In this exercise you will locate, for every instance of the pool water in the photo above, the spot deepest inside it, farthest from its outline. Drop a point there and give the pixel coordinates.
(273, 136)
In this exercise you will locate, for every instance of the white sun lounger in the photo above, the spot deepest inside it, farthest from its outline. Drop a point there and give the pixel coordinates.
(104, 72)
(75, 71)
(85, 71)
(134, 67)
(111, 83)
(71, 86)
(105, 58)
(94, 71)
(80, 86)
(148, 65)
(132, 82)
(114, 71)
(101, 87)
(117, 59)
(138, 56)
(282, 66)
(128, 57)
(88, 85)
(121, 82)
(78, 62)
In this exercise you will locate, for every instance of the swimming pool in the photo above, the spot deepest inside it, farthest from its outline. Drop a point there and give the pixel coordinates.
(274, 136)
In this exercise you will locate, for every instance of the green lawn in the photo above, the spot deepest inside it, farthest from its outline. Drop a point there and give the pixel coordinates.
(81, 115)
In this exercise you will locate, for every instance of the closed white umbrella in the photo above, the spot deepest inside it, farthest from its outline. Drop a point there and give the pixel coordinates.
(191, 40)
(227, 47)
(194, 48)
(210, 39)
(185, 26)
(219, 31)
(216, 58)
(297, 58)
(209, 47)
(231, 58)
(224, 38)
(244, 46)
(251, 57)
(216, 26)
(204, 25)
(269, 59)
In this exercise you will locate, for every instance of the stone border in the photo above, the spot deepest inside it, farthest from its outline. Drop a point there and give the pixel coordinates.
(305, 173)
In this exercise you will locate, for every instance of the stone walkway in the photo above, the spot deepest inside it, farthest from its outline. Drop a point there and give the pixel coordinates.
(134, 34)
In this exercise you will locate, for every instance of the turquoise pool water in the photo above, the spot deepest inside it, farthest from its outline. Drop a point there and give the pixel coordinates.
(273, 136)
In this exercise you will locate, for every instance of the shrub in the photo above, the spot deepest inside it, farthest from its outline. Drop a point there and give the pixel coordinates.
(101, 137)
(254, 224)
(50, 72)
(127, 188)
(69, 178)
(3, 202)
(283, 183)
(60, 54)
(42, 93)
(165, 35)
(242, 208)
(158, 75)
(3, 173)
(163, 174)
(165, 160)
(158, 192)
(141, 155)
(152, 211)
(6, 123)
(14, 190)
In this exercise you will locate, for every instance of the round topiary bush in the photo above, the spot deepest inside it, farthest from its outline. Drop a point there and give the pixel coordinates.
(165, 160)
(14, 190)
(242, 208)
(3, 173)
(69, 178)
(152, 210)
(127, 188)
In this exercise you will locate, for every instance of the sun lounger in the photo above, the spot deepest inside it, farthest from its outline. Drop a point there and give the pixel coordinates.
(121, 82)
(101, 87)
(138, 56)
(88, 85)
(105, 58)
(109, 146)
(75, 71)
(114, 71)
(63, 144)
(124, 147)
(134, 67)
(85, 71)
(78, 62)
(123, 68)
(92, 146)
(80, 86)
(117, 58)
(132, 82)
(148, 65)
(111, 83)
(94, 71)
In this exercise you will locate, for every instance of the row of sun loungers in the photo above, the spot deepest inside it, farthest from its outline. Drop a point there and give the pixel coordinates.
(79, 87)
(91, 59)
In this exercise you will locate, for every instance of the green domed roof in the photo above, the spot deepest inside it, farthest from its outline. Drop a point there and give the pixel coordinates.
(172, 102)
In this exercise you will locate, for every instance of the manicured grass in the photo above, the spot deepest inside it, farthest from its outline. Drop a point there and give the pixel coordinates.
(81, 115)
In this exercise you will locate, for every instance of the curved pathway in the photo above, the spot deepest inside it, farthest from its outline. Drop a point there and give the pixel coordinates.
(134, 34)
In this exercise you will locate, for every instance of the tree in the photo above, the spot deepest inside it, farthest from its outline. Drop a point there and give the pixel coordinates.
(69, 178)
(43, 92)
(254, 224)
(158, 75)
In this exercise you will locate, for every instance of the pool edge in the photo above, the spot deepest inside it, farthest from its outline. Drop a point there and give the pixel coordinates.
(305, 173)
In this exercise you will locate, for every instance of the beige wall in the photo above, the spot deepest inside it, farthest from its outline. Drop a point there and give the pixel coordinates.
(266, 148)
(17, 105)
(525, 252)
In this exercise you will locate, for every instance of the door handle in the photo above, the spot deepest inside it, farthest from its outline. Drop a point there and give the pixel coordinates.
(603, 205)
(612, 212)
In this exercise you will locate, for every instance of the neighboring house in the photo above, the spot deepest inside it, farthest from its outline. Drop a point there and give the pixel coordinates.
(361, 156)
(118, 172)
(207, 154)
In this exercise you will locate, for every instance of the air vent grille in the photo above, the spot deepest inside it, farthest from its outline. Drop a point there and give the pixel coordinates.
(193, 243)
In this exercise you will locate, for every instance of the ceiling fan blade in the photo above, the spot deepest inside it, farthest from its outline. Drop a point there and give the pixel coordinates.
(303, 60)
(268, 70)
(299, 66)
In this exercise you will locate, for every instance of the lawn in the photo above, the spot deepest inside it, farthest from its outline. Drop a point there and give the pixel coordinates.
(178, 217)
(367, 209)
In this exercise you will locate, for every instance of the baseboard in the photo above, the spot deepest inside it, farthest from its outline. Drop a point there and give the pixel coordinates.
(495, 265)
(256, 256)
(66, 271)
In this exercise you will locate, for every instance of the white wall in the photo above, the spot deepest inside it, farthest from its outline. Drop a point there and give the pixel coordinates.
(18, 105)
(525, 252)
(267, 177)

+++

• [What you should do]
Rescale the records from the line containing "of the neighboring" through the end, keeping each request line as it is and multiplying every point coordinate in the answers by 2.35, rounded to a whole number with halves going up. Give only those lines, in their original order.

• [Full answer]
In this exercise you will locate, for every instance of the neighboring house in the photo above, the spot deepest inside it, farthest from its outline. Drop a point there and give the pixel coordinates.
(848, 367)
(277, 404)
(486, 362)
In this exercise you will locate, for every instance of the air vent grille in the photo above, the spot deepest inside it, farthest from its outline. Drop a point there and give the pixel coordinates.
(454, 571)
In this exercise you will locate, for every instance of the ceiling fan blade in the photo above, the spot deepest inside it, farthest from its outline. Drop a point there and give the pixel coordinates.
(712, 141)
(630, 165)
(703, 155)
In this exercise you will locate, for every instance of the lawn in the photo above, the spot deepest inside it, farthest from its outline. Drop a point there and give the pixel coordinates.
(418, 510)
(862, 491)
In this exercise you will locate, for every instance of the baseboard in the photo above, the spot deepest inside it, farthest from its outline. Drop a point there and give the pixel coordinates.
(1163, 623)
(602, 602)
(155, 637)
In this exercise you will locate, for every instance of the white wall in the photo above, the spot deepest inside it, farthest from its outline. Drop a point there and give the pixel coordinates.
(42, 247)
(1234, 592)
(627, 416)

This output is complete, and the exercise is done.